- Directions -
Go through the records and copy each line where the word "hood" occurs.

==== Study material

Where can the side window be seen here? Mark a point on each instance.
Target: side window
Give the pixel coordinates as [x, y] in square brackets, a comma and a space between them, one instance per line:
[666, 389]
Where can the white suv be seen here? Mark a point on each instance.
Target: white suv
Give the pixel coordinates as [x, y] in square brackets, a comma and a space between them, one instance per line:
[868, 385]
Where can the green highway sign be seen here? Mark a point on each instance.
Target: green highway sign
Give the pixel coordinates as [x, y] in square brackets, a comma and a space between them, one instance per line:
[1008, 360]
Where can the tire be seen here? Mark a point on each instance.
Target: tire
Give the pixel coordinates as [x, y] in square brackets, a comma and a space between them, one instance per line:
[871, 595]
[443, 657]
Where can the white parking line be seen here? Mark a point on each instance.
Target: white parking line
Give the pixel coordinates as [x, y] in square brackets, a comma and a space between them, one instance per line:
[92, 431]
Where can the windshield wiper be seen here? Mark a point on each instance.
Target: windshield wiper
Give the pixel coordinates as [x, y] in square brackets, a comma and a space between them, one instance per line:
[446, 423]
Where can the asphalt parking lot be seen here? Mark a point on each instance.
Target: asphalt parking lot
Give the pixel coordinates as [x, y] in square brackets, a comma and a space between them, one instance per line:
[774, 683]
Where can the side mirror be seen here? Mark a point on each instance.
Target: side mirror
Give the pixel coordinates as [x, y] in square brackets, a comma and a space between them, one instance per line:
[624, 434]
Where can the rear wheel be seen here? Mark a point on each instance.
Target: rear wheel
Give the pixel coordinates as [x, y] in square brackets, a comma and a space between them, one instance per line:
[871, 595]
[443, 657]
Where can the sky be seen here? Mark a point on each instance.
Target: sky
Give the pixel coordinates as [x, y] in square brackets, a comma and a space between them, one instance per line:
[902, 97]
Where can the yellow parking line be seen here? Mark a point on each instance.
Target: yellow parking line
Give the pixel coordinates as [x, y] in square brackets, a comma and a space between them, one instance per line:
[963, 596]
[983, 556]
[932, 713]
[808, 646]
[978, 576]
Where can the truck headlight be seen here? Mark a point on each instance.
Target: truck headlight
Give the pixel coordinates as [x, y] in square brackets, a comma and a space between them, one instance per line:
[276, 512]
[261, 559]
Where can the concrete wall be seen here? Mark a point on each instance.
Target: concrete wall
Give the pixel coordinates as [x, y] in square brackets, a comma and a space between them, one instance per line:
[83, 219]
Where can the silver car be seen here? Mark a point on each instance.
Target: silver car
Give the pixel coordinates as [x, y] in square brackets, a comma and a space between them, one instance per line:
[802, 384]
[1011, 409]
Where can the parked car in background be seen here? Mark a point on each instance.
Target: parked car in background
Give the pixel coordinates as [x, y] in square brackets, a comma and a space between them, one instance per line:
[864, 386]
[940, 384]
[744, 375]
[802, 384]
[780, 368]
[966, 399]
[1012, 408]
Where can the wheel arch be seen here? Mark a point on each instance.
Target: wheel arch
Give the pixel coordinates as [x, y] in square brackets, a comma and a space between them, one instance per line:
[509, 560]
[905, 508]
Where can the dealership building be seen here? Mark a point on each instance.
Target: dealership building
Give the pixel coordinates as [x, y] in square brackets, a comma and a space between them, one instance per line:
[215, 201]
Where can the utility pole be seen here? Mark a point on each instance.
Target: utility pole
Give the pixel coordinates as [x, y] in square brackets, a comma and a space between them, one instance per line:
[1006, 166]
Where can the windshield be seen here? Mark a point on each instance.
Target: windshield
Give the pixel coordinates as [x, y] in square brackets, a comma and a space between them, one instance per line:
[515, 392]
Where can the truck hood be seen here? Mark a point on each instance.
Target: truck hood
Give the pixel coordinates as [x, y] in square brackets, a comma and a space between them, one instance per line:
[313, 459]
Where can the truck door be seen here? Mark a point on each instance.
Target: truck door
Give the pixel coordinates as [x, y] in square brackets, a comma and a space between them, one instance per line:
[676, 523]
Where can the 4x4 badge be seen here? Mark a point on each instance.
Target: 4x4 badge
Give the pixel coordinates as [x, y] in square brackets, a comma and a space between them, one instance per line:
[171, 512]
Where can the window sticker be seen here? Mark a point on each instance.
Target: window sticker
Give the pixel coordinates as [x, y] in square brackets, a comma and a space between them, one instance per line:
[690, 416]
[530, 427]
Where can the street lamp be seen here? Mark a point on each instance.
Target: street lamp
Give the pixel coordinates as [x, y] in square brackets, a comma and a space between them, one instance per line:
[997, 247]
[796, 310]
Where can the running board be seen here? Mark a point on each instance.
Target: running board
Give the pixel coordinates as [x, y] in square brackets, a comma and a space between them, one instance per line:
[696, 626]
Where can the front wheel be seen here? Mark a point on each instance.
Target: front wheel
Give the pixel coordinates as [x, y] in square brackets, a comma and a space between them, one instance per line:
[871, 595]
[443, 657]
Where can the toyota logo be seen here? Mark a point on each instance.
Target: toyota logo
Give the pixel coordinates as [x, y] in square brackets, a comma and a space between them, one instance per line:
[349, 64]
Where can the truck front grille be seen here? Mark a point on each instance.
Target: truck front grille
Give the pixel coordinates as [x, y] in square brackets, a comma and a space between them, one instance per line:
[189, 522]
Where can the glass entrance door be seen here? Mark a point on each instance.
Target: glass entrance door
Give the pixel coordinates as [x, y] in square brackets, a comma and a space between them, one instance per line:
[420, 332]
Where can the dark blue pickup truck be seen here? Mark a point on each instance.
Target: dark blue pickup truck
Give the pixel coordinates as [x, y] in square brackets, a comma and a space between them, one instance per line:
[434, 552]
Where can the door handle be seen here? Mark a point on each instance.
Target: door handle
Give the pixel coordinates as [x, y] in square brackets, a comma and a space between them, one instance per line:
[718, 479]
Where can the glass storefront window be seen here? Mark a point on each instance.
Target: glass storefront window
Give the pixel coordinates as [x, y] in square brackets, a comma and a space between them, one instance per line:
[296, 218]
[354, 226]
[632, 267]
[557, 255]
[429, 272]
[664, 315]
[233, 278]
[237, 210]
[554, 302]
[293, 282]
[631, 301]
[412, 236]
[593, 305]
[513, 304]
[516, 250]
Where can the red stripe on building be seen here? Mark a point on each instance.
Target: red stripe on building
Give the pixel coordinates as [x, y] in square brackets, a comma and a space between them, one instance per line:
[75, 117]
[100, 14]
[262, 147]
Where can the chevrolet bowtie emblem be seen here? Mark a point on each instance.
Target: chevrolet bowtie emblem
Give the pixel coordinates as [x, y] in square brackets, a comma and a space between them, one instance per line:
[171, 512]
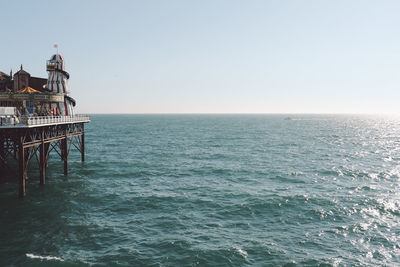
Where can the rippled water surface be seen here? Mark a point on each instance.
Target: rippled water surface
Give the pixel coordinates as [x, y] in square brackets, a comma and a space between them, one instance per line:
[213, 190]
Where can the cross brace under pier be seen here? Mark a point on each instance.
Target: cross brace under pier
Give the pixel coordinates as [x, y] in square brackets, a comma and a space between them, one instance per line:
[25, 143]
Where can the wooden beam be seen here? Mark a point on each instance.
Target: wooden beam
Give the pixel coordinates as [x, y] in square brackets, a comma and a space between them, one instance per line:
[22, 170]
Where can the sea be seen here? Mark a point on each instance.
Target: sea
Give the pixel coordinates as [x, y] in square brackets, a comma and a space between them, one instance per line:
[213, 190]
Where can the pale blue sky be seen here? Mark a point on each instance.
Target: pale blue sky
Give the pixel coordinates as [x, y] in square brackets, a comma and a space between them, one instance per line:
[214, 56]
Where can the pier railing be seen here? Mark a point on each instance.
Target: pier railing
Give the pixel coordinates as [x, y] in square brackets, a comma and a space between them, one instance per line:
[41, 120]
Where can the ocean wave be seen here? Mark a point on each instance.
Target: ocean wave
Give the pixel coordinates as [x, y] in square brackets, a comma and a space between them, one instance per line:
[49, 258]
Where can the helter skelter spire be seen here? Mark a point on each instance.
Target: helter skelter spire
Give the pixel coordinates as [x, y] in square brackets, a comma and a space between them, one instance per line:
[57, 82]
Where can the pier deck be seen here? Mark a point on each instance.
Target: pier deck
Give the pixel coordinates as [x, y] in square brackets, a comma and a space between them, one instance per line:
[23, 139]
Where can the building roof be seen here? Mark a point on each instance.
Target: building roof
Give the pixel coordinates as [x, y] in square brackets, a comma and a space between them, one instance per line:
[3, 76]
[21, 71]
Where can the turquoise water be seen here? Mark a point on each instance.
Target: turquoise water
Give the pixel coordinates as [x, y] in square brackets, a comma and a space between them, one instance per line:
[214, 190]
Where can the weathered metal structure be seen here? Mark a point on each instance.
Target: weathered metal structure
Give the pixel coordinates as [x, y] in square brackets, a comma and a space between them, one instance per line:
[35, 138]
[35, 122]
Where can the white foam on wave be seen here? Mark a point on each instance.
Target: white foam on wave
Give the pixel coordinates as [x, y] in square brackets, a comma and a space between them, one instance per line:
[32, 256]
[241, 251]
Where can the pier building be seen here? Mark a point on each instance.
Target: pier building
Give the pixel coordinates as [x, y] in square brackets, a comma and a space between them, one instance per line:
[36, 118]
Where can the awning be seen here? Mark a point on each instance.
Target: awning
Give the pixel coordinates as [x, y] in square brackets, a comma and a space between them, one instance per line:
[28, 90]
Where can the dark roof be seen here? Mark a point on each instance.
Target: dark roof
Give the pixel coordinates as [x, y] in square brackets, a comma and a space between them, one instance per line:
[38, 83]
[21, 72]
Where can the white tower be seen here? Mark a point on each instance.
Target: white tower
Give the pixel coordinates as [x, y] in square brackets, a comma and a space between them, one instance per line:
[58, 83]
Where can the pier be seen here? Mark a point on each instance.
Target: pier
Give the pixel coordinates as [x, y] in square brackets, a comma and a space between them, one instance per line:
[27, 138]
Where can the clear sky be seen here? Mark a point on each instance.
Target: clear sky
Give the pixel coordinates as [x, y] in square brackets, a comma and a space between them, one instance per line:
[213, 56]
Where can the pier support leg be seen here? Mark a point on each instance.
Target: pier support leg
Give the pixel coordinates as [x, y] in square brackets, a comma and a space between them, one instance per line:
[2, 149]
[64, 144]
[83, 146]
[22, 170]
[43, 163]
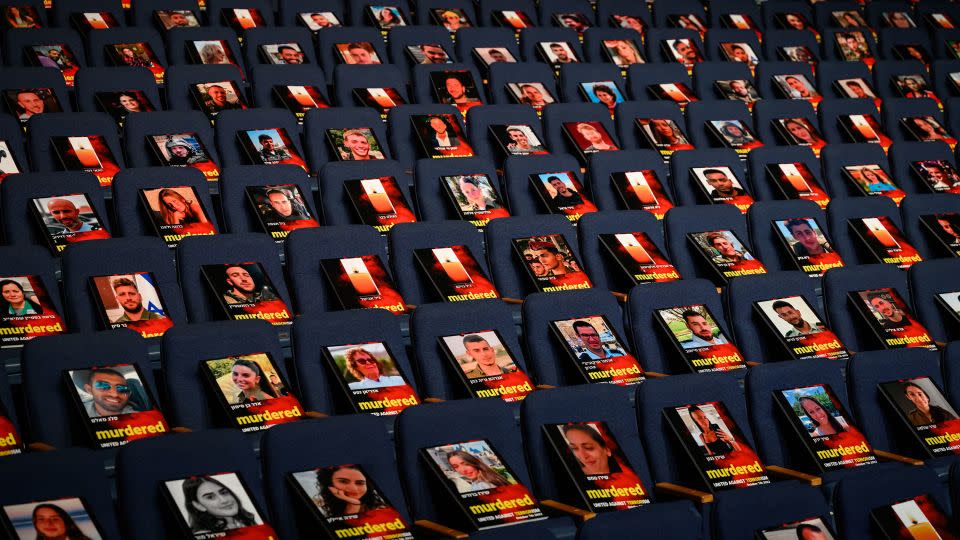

========

- Result below -
Where can the truck hood be seen here? Mark a point on each instance.
Target: truck hood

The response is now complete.